## Exercise prompt
Word for word, repeat each of the records below.

***** Data section *****

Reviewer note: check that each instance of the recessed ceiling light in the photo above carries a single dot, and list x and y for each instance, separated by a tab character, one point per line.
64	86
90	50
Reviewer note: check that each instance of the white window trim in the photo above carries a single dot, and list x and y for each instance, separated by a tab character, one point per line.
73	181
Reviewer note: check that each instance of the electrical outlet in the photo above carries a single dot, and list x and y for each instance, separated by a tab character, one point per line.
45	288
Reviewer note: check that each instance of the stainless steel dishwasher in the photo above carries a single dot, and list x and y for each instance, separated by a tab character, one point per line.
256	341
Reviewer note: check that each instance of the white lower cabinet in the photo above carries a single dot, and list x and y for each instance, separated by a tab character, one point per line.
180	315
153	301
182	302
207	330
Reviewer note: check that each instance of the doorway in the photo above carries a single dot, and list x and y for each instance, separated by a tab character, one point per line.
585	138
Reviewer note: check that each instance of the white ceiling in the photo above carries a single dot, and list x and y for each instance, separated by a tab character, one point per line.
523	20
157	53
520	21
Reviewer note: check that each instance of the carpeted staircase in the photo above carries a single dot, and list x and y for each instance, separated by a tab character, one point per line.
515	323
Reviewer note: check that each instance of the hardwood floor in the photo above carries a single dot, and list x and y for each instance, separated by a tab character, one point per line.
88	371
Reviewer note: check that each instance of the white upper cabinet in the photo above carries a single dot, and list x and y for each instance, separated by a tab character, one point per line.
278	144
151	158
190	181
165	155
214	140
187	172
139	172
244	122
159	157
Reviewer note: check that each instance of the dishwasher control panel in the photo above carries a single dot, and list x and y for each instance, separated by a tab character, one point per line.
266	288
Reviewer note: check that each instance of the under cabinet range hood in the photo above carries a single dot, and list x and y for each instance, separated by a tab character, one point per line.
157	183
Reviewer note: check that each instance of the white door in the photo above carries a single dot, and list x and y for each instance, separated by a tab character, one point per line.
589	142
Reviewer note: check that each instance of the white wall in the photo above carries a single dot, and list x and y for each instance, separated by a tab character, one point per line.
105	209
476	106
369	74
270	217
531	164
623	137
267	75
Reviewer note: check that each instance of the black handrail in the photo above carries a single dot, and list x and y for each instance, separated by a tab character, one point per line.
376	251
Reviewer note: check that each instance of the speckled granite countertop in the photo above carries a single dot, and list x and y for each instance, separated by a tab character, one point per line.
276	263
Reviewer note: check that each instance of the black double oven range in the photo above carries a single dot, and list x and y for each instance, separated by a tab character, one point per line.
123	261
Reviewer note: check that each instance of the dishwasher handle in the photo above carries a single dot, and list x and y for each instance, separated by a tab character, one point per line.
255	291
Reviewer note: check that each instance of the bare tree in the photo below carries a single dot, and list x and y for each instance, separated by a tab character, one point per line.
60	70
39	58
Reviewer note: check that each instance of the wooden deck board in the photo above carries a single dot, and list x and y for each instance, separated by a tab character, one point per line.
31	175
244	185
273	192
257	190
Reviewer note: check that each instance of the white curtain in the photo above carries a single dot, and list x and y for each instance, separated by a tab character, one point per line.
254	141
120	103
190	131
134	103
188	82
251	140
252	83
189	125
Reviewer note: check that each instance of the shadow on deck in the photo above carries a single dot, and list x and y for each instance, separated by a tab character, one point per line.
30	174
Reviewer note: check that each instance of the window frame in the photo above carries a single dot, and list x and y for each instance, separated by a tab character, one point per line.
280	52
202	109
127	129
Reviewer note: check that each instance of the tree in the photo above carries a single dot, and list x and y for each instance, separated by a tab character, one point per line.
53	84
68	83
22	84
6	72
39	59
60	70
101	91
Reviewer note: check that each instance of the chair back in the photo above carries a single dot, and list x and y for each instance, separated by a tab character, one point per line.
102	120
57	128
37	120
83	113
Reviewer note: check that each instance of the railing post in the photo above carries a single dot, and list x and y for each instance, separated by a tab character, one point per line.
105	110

*****

## Solved exercise
Reviewer note: check that each instance of the recessed ceiling light in the photo above carries a single dot, and list x and y for each instance, separated by a tab character, one point per line.
64	86
90	50
Reviewer note: check that each instance of the white window trim in the photo above carries a single dot, and list x and y for each instance, separated by a tab character, one point per line.
73	181
Reviewer note: check that each instance of the electrical outlet in the photo above carries a single dot, and list x and y for each instance, separated by a tab character, one point per line.
45	288
Reviewer note: check that each instance of the stainless steel dishwasher in the photo above carries a single dot, and list x and y for each instance, separated by a tab character, one point per line.
256	341
Reviewer note: check that each instance of the white lower cabinet in the photo above carries a single dot, and list x and y for each instance, separated by a tab character, one point per line.
180	315
153	301
182	302
207	330
Reviewer note: check that each instance of the doorway in the photo above carries a single dot, and list x and y for each instance, separated by a tab character, one point per line.
585	138
Reviewer note: check that each instance of the white ceiling in the photo above carries a single dot, and list x and y for each instance, separated by a tab character, one point per line.
523	20
157	53
520	21
Reviewer note: check that each instance of the carpeted staircase in the photo above carries a single dot, and list x and y for each instance, separated by a tab character, one point per line.
515	323
Reviewer note: check that each instance of the hardwood floor in the photo above carries a single dot, and list x and y for each instance, separated by a tab character, one point per line.
88	371
Reviewer note: check that each instance of the white upper cabinet in the photo above carries a single dot, and list x and y for each instance, separated by a tab character, one point per line.
278	144
151	158
190	181
165	155
214	140
187	172
139	172
244	122
159	157
Reviewer note: check that each instance of the dishwasher control panel in the photo above carries a single dot, and list x and y for each instance, separated by a tab character, one point per line.
266	288
Reviewer note: check that each instance of the under cabinet range hood in the photo above carries a single dot, and list x and y for each instance, separated by a tab character, one point per line.
157	183
Reviewer note: check that each instance of the white door in the photo above carries a single dot, and list x and y for each instance, separated by a tab character, one point per line.
589	142
Reviewer note: check that each instance of the white wall in the photo above carries a single dot, and list x and y for each instance, separated by a tab character, one point per line.
105	209
476	106
369	74
270	217
531	164
623	137
267	75
Reviewer note: check that each instance of the black handrail in the photo above carries a single dot, and list x and y for each instance, separated by a tab character, one point per line.
376	251
Reviewer note: check that each instance of the speckled granite countertop in the photo above carries a single dot, and list x and y for each instance, separated by a tab character, one point per line.
276	263
Reviewer note: check that each instance of the black double oven range in the photo above carries a single dot, and list x and y for each instance, separated by a tab character, one point per line.
123	261
Reviewer note: check that each instance of the dishwasher handle in the photo above carries a single dot, and list x and y for each instance, separated by a tab character, one point per line.
255	291
Reviewer note: check that each instance of the bare tree in the photo below carries a single dot, and list x and y for each instance, separated by a tab character, one point per line.
60	70
39	58
Reviewer note: check that each instance of the wooden deck board in the photo above carries a single dot, and list x and y for each instance, separated by a tab character, one point per line.
31	175
244	185
273	192
257	190
Reviewer note: check that each instance of the white curtain in the photo above carries a single dot, and list x and y for each instance, separated by a tab character, one point per line.
254	141
120	103
190	131
134	103
188	82
251	140
252	83
189	125
Reviewer note: check that each instance of the shadow on deck in the photo above carries a single dot, and list x and y for each instance, separated by a tab character, one point per line.
30	174
Reviewer note: check that each instance of the window frame in the photo above carries a single dot, and list x and y for each instance, separated by a tab character, one point per line.
280	52
202	109
127	129
Reviewer note: check that each instance of the tree in the photo above carries a single dot, and list x and y for each instance, separated by a tab character, one point per line.
53	84
68	83
22	84
6	72
39	59
60	70
101	91
Reviewer note: check that each instance of the chair back in the photo above carries a single dot, and list x and y for each instance, separated by a tab character, one point per line.
102	120
57	128
37	120
83	113
Reviewer note: check that each instance of the railing post in the photo above carries a single dot, and list x and y for each instance, separated by a tab character, one point per line.
105	110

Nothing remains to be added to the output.